RECORD LIST —

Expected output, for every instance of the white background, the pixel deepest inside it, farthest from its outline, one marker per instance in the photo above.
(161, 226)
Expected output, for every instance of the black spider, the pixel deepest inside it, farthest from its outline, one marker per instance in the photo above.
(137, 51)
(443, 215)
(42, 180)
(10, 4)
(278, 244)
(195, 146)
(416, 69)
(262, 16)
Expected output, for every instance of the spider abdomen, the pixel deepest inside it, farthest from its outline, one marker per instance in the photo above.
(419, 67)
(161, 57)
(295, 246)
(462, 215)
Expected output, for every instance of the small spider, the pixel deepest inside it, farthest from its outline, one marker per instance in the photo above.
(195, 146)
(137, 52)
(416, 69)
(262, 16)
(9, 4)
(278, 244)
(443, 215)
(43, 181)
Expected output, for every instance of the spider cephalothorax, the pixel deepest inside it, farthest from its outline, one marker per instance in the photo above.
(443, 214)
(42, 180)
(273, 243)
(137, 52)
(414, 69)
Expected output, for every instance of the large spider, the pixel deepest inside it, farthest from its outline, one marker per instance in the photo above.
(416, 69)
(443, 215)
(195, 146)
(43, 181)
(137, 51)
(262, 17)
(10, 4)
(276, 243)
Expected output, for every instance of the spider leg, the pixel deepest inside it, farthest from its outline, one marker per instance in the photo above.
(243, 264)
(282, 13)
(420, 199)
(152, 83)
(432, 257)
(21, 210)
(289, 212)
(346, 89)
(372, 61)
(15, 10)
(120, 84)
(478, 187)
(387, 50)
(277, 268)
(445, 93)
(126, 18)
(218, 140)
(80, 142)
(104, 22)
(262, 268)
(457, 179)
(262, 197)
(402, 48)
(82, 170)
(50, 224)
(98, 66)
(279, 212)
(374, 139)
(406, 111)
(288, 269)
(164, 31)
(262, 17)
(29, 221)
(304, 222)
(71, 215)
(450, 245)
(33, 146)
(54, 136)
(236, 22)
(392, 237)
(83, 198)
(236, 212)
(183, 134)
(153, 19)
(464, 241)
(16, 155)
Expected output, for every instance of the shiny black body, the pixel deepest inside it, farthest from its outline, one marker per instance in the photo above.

AIM OF THE TASK — All of the entries above need to be reproduced exactly.

COMPLETED EXERCISE —
Expected output, for every instance of the white background, the pixel deepest inside it, farthest from its outline, one marker per instance in the photo above.
(161, 226)
Expected output, for every instance of the black spider, the pixel deepest inside it, farthest from its outline, one marker per instance in the photo above.
(137, 51)
(443, 215)
(42, 180)
(10, 4)
(278, 244)
(195, 146)
(416, 69)
(262, 16)
Expected output, for every instance of the spider abdomen, the pixel deepest inside it, farthest from its outline, one marker per instance in the photo above.
(419, 67)
(161, 57)
(295, 246)
(462, 215)
Expected output, for every instance of the small spider, the pixel deepest inside it, farthest from its outline, one marker per instance in the photo above.
(195, 146)
(137, 52)
(416, 69)
(262, 16)
(9, 4)
(278, 244)
(443, 215)
(43, 181)
Expected output, for every instance of the spider cephalothorax, the pixel deepest inside it, farthest from its outline, one marker per instance in the photo above.
(443, 214)
(42, 180)
(273, 243)
(137, 52)
(414, 69)
Expected output, for every instance of the large spider, the pixel deepest inside it, farthest from its outline, one marker per instance in the photo above.
(416, 69)
(443, 215)
(195, 146)
(43, 181)
(137, 51)
(262, 17)
(10, 4)
(276, 243)
Expected output, for every instance of the spider leg, the pixel deepest inside it, farthest from its outline, one marker per instance in the photo above.
(243, 264)
(282, 13)
(420, 199)
(152, 83)
(432, 257)
(21, 210)
(289, 212)
(346, 89)
(372, 61)
(15, 10)
(120, 84)
(478, 187)
(387, 50)
(277, 268)
(445, 93)
(126, 18)
(218, 140)
(80, 142)
(104, 22)
(262, 268)
(457, 179)
(262, 197)
(402, 48)
(82, 170)
(50, 224)
(98, 66)
(279, 212)
(374, 139)
(406, 111)
(288, 269)
(164, 31)
(262, 17)
(29, 221)
(304, 222)
(71, 215)
(450, 245)
(33, 146)
(54, 136)
(236, 22)
(392, 237)
(83, 198)
(236, 212)
(183, 134)
(153, 19)
(464, 241)
(16, 155)
Expected output, for every instance of the shiny black body, the pixel deepest inside it, farthest from its outline, one marker per instance in the photo above.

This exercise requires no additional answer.